Brief:
The lines to repeat are those below from the one containing "Target: red foliage" down to the one containing "Target: gable roof", both included; reproduce them exactly and nothing else.

Information supplied section start

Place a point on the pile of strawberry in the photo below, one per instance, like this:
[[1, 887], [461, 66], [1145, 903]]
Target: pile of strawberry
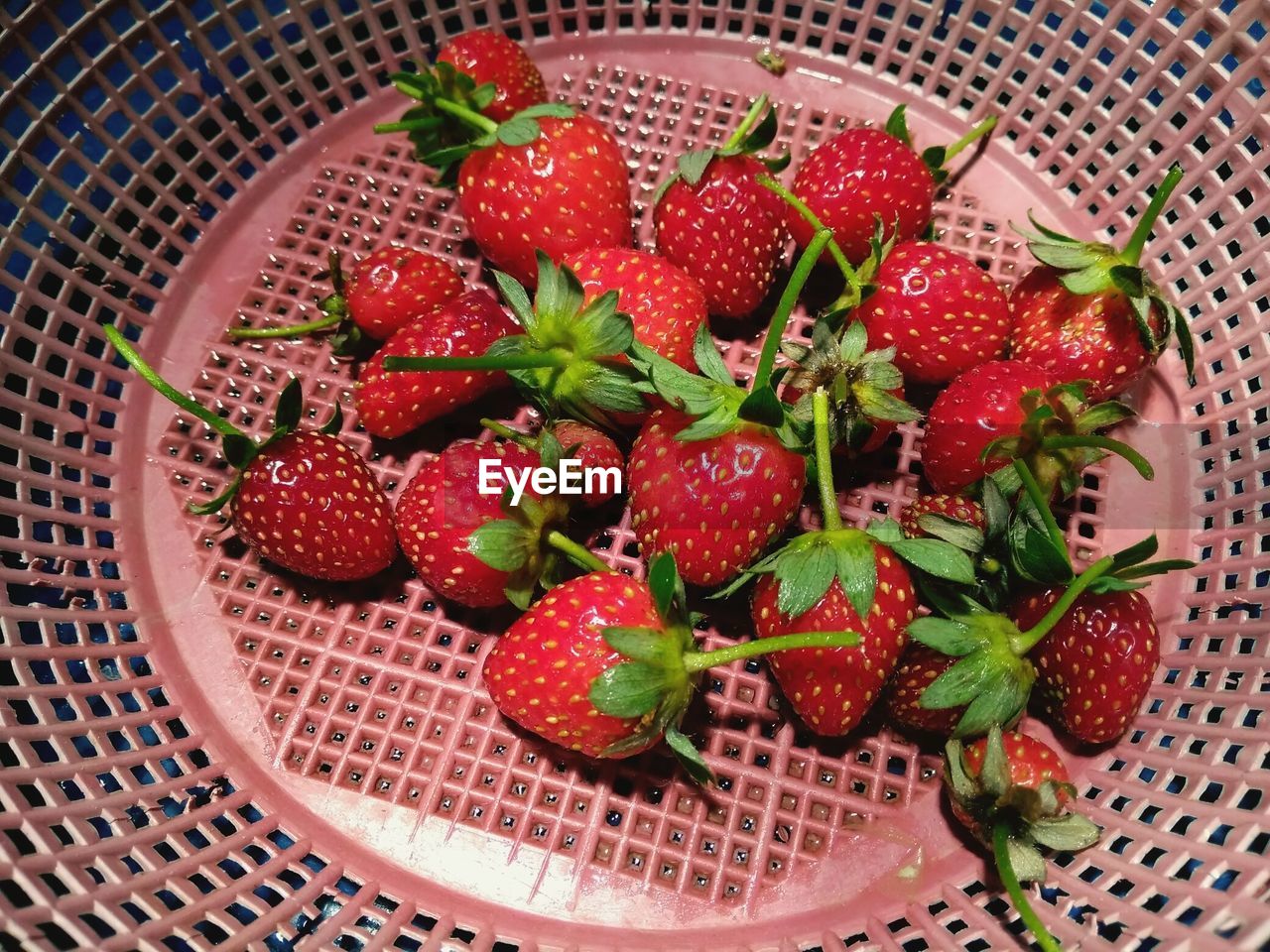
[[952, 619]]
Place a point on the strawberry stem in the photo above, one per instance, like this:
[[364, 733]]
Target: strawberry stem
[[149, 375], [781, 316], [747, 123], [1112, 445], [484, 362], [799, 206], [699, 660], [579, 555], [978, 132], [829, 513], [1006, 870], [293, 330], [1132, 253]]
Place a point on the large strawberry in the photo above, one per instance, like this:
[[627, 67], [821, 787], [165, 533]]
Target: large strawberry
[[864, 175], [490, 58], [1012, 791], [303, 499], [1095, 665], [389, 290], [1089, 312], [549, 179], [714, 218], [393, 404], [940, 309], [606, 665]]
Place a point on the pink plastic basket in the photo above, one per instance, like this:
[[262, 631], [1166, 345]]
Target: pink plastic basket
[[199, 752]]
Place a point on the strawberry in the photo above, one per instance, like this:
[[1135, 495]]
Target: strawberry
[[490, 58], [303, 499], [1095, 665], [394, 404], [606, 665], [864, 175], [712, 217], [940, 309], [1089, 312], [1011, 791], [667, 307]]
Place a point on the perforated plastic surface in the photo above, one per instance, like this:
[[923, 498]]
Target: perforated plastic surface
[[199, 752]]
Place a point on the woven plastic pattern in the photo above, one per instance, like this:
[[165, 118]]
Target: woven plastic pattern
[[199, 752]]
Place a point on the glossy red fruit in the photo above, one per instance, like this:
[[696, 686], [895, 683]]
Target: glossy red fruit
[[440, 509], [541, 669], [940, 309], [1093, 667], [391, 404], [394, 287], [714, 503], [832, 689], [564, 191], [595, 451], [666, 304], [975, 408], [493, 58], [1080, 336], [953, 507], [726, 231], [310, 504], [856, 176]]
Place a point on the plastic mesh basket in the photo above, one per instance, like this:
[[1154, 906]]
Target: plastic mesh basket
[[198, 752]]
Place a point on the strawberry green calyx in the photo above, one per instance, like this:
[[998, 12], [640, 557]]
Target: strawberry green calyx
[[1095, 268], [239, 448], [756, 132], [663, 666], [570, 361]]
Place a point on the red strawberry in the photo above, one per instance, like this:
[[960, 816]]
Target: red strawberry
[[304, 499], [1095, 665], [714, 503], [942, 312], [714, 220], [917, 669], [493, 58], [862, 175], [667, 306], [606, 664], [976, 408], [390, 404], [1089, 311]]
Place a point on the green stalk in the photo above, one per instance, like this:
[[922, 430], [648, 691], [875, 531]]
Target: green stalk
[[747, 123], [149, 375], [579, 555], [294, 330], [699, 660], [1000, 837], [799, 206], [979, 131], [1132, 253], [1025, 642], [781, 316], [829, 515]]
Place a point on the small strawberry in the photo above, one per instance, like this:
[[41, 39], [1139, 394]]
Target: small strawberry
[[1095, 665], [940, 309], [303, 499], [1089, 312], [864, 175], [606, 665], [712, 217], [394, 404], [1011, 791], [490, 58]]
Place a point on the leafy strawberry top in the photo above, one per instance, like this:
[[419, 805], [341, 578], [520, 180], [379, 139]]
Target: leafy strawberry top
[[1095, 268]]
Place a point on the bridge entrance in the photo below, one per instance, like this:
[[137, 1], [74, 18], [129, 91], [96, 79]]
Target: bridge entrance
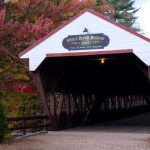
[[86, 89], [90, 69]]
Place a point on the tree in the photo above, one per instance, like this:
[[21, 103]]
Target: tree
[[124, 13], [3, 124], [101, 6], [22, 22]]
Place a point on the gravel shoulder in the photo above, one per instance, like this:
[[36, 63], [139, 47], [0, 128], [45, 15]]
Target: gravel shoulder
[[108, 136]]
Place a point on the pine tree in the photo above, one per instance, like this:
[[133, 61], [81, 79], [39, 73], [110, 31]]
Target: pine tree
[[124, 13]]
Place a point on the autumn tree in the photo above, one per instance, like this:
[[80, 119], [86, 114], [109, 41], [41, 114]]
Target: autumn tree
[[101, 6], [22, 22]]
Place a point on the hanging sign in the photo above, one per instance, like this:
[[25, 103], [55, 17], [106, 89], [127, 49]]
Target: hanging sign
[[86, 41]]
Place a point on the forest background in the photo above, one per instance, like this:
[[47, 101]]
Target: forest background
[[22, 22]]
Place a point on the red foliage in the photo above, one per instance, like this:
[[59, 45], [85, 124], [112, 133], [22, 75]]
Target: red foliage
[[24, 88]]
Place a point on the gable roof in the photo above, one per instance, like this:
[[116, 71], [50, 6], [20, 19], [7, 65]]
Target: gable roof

Information supplied section end
Information supplied section start

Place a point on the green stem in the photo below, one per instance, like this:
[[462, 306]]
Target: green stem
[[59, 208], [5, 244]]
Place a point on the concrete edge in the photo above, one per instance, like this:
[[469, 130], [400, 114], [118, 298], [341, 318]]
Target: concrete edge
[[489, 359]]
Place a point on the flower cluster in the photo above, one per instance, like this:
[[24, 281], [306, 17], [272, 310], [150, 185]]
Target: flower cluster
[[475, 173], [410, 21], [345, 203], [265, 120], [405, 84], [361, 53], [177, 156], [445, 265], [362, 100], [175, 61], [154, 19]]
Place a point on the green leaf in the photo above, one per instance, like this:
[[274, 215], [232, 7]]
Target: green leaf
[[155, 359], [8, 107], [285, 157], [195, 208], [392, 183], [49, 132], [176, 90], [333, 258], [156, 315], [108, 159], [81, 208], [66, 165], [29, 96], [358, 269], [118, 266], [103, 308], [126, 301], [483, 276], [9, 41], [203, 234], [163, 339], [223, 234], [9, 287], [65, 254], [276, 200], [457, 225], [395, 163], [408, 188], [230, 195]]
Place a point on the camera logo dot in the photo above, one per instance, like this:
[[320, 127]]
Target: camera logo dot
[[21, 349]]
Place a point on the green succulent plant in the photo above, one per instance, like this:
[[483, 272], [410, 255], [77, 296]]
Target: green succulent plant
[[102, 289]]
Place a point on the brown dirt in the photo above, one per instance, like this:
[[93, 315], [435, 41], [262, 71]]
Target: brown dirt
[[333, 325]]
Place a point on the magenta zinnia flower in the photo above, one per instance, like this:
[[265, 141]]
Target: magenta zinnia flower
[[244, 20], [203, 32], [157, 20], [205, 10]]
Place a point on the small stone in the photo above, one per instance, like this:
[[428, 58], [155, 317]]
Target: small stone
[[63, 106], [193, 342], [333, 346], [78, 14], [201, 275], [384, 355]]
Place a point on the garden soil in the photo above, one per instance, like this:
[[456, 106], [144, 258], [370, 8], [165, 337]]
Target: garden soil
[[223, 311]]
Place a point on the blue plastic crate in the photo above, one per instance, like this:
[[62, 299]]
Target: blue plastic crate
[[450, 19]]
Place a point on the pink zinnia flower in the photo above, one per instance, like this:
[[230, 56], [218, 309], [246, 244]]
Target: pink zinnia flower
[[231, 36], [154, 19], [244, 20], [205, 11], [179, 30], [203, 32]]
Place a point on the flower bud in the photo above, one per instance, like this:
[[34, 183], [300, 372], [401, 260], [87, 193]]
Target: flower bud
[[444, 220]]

Information supplied section end

Response area:
Target: red foliage
[[24, 88]]
Place a point on the gable roof in the photo above, one per instance, like this:
[[116, 71], [50, 6], [20, 19], [7, 65]]
Target: gable roof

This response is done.